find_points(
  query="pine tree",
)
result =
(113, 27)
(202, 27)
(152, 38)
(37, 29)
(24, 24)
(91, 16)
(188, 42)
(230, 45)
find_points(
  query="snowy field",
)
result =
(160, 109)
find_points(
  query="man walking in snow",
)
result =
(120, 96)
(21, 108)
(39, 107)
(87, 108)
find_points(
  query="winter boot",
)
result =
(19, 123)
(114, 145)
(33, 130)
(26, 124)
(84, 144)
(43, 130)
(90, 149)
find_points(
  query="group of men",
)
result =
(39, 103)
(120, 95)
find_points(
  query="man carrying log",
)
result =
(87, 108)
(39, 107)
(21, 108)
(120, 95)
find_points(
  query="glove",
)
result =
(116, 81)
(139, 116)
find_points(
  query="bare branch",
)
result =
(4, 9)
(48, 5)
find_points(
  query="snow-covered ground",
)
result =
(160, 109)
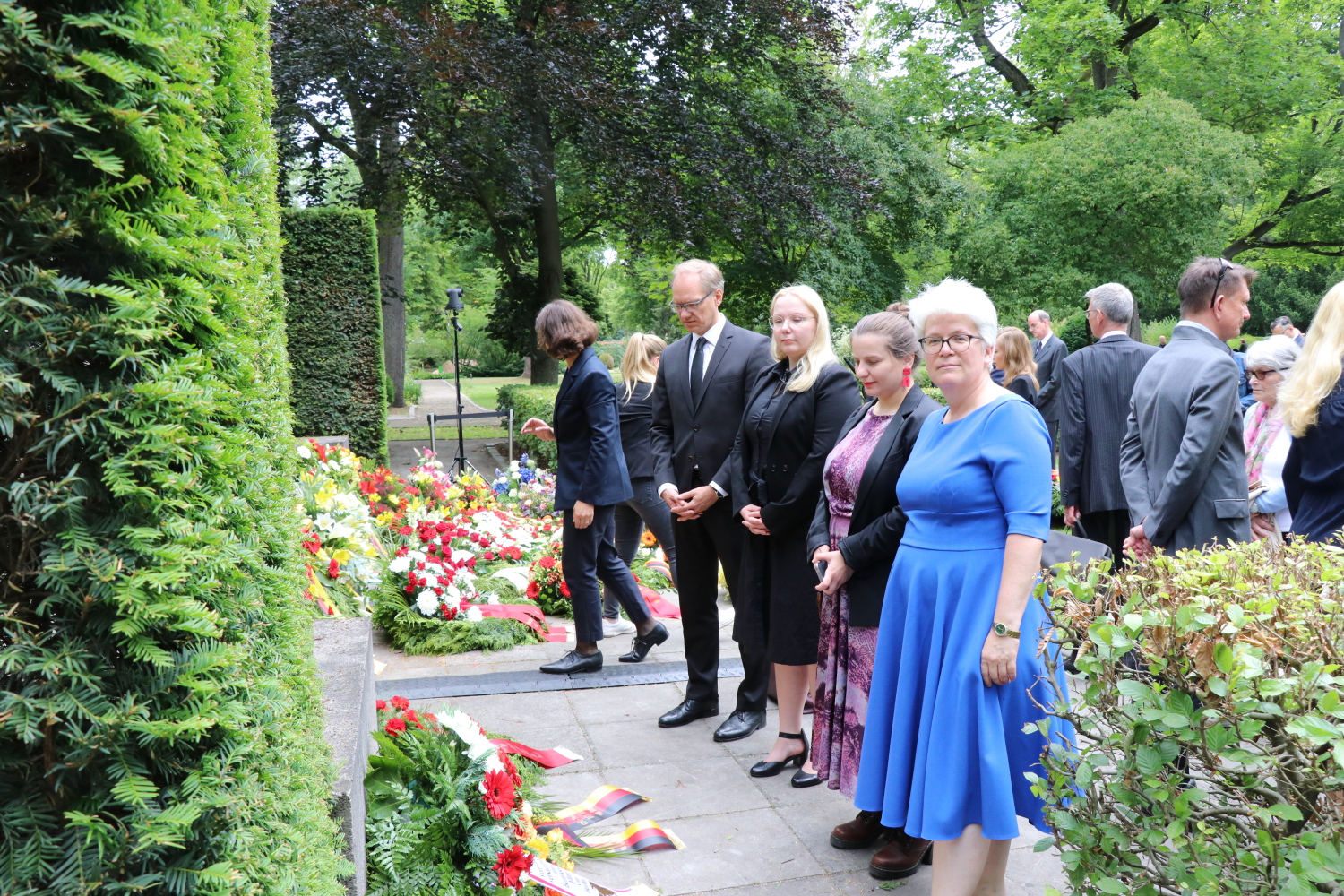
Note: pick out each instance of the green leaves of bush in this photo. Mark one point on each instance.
(1210, 755)
(160, 720)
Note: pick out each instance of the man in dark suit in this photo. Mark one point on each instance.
(702, 389)
(1183, 462)
(1050, 352)
(1096, 386)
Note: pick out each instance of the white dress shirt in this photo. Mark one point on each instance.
(711, 340)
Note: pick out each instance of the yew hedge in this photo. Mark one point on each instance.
(160, 719)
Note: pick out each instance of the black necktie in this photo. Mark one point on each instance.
(696, 367)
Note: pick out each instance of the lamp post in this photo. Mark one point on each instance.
(454, 306)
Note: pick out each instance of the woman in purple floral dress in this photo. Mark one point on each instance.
(855, 532)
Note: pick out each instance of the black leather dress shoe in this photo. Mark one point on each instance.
(685, 712)
(573, 662)
(739, 724)
(645, 642)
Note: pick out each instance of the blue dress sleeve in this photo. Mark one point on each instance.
(1016, 447)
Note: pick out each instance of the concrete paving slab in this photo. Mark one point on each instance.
(731, 849)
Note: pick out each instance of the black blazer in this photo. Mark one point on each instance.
(1048, 358)
(699, 435)
(878, 521)
(1096, 386)
(784, 474)
(588, 437)
(636, 429)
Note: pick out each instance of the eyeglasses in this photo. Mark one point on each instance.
(959, 343)
(797, 320)
(685, 306)
(1218, 282)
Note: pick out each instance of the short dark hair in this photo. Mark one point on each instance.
(1199, 281)
(564, 330)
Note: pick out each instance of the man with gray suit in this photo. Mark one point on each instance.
(699, 395)
(1183, 462)
(1096, 386)
(1050, 352)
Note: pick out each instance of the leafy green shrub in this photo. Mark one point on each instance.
(335, 325)
(160, 716)
(531, 401)
(1211, 728)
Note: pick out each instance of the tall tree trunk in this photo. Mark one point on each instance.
(392, 254)
(550, 265)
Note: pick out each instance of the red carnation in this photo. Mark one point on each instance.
(511, 864)
(499, 793)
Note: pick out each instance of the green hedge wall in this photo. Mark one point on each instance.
(160, 716)
(531, 401)
(335, 325)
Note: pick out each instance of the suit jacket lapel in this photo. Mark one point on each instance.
(719, 351)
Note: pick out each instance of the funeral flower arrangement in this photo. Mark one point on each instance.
(448, 810)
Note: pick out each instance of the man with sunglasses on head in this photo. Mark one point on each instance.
(1183, 462)
(701, 392)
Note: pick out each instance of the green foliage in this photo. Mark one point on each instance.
(531, 401)
(1211, 732)
(160, 716)
(1131, 196)
(335, 325)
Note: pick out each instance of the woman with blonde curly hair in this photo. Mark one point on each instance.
(1314, 413)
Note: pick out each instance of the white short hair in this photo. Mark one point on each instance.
(956, 296)
(1277, 354)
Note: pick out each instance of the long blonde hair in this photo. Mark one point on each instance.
(1018, 355)
(1319, 368)
(637, 365)
(820, 352)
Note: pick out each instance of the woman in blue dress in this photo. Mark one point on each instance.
(959, 669)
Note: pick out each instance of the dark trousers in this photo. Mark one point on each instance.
(702, 544)
(1107, 527)
(590, 555)
(645, 508)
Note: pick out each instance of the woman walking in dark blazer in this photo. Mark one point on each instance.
(789, 426)
(589, 481)
(634, 395)
(857, 530)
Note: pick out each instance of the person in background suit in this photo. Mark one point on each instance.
(1284, 327)
(1183, 462)
(590, 479)
(1096, 386)
(699, 395)
(790, 425)
(1013, 357)
(1050, 352)
(639, 371)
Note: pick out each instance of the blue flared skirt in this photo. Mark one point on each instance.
(943, 751)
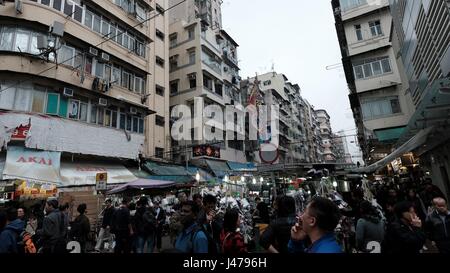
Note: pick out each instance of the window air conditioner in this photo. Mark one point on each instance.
(68, 92)
(18, 6)
(102, 102)
(93, 51)
(105, 57)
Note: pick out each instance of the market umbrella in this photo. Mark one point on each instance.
(142, 184)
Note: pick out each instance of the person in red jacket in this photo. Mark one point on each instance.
(231, 239)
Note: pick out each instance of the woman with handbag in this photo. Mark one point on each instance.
(231, 239)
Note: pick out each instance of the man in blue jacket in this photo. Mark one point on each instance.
(318, 223)
(14, 227)
(193, 238)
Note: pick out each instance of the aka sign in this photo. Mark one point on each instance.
(21, 132)
(100, 180)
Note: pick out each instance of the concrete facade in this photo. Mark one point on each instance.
(204, 63)
(104, 53)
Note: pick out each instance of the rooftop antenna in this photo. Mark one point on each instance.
(273, 68)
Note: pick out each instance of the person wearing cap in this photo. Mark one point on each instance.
(405, 234)
(81, 227)
(160, 216)
(108, 213)
(53, 232)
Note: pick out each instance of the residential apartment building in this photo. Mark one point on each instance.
(379, 95)
(204, 64)
(343, 154)
(277, 90)
(313, 144)
(81, 79)
(327, 135)
(423, 31)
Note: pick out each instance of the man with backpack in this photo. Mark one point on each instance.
(108, 213)
(11, 234)
(193, 238)
(211, 223)
(81, 227)
(121, 228)
(54, 230)
(144, 227)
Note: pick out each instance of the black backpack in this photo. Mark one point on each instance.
(149, 221)
(212, 246)
(61, 243)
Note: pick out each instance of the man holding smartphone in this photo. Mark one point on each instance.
(317, 223)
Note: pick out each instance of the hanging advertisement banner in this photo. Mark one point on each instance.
(32, 165)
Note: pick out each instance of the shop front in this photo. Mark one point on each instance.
(81, 181)
(30, 176)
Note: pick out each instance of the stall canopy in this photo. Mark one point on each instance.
(418, 140)
(242, 167)
(167, 172)
(2, 165)
(142, 184)
(32, 165)
(84, 174)
(219, 168)
(204, 175)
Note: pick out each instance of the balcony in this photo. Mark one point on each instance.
(354, 8)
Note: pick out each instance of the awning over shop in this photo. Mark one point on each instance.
(32, 165)
(83, 174)
(389, 134)
(142, 184)
(242, 167)
(167, 172)
(179, 179)
(56, 134)
(204, 175)
(165, 169)
(219, 168)
(418, 140)
(2, 165)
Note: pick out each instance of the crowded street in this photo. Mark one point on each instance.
(227, 128)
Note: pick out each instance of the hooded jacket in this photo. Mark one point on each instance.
(403, 238)
(278, 234)
(438, 228)
(10, 235)
(369, 229)
(325, 245)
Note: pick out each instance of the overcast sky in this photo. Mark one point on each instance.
(299, 38)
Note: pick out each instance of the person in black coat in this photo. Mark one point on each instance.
(438, 225)
(276, 237)
(405, 234)
(81, 227)
(160, 216)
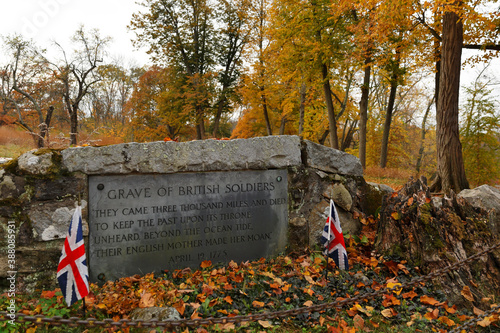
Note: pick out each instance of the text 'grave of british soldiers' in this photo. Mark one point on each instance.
(153, 222)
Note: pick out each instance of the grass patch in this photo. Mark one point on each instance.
(392, 177)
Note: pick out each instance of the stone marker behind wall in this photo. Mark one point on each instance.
(149, 223)
(39, 190)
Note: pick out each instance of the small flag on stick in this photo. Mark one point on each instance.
(333, 239)
(72, 272)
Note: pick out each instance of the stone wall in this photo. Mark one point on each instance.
(38, 191)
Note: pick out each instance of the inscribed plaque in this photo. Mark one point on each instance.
(150, 223)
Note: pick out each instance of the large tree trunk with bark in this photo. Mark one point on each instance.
(451, 171)
(433, 233)
(44, 127)
(73, 125)
(363, 112)
(388, 121)
(302, 108)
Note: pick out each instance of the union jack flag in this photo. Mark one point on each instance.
(72, 271)
(333, 239)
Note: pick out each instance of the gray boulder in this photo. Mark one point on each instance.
(487, 198)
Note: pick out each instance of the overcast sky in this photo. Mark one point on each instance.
(46, 20)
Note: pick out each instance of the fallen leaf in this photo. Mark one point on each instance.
(485, 322)
(447, 321)
(428, 300)
(265, 323)
(477, 312)
(180, 306)
(450, 309)
(147, 301)
(195, 315)
(205, 264)
(397, 291)
(388, 313)
(434, 314)
(359, 322)
(257, 304)
(467, 294)
(410, 294)
(368, 311)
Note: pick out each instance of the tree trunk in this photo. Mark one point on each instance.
(363, 111)
(44, 127)
(332, 123)
(422, 137)
(283, 125)
(266, 114)
(451, 171)
(73, 124)
(388, 117)
(433, 233)
(220, 106)
(302, 108)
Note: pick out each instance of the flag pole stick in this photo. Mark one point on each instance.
(84, 307)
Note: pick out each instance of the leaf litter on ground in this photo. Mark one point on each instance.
(282, 283)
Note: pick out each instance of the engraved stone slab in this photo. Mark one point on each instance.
(150, 223)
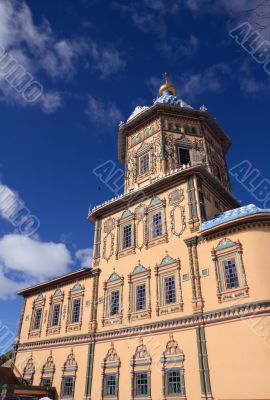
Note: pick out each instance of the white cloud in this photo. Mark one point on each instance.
(211, 80)
(101, 113)
(39, 50)
(85, 257)
(33, 257)
(25, 261)
(106, 61)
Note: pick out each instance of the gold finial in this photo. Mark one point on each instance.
(167, 86)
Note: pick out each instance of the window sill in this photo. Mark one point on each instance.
(233, 294)
(53, 330)
(34, 333)
(170, 308)
(74, 327)
(126, 252)
(112, 320)
(157, 240)
(142, 314)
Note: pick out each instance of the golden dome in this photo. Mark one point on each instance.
(167, 86)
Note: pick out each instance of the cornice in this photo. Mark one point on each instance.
(233, 313)
(60, 281)
(158, 186)
(235, 225)
(159, 109)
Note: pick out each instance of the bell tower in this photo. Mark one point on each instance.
(172, 138)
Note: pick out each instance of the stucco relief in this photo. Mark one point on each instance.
(108, 240)
(177, 214)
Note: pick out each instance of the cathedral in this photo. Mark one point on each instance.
(176, 303)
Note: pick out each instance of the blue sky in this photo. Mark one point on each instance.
(96, 61)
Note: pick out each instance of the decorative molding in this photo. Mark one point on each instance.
(232, 313)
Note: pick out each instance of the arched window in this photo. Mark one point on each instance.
(173, 371)
(29, 371)
(47, 372)
(113, 300)
(110, 375)
(69, 376)
(230, 271)
(141, 373)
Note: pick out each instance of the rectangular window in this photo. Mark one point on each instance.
(231, 276)
(173, 382)
(140, 297)
(127, 235)
(184, 156)
(76, 309)
(141, 384)
(115, 302)
(56, 315)
(157, 224)
(144, 164)
(46, 382)
(68, 386)
(170, 295)
(110, 389)
(37, 320)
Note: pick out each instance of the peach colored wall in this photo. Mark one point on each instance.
(60, 355)
(255, 242)
(155, 344)
(239, 359)
(86, 282)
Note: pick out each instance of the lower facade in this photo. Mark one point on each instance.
(226, 359)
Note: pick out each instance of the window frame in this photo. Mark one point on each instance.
(110, 367)
(186, 149)
(127, 218)
(166, 269)
(140, 157)
(227, 250)
(140, 276)
(141, 395)
(75, 293)
(63, 395)
(155, 207)
(113, 284)
(38, 304)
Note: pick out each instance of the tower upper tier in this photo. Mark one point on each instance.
(171, 135)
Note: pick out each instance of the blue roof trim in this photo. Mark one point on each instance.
(155, 201)
(126, 214)
(139, 269)
(58, 292)
(223, 244)
(170, 99)
(231, 215)
(114, 277)
(167, 260)
(77, 286)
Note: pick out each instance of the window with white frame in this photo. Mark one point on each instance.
(126, 237)
(139, 293)
(110, 375)
(157, 224)
(157, 228)
(144, 163)
(230, 271)
(113, 300)
(69, 377)
(169, 291)
(75, 312)
(141, 377)
(173, 371)
(37, 315)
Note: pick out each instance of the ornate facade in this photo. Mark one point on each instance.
(176, 304)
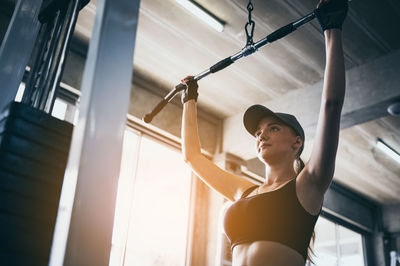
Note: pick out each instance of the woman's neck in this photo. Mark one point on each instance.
(279, 173)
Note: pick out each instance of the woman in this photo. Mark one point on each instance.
(272, 224)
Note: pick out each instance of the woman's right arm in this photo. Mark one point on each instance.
(229, 185)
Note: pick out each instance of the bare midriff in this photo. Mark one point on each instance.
(265, 253)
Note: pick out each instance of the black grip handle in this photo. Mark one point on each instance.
(281, 32)
(221, 65)
(148, 117)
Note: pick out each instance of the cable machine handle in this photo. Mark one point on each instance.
(248, 50)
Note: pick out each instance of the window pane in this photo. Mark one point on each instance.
(351, 249)
(159, 218)
(336, 245)
(124, 197)
(325, 243)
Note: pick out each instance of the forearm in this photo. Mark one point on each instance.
(334, 80)
(190, 136)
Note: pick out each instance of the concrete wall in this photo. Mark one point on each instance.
(391, 225)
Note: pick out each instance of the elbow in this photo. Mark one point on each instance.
(188, 157)
(333, 105)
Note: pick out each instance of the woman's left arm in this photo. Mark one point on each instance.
(320, 167)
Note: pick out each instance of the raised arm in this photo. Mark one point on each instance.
(229, 185)
(321, 165)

######

> _Problem details_: Which of the lines in the data contain the string "query"? Return each one.

> _Answer section_:
  query="pine tree",
  query="snowy field",
  query="man walking in snow",
  query="winter boot",
  query="group of men",
  query="man carrying log",
  query="glove",
  query="bare branch",
  query="snow-covered ground",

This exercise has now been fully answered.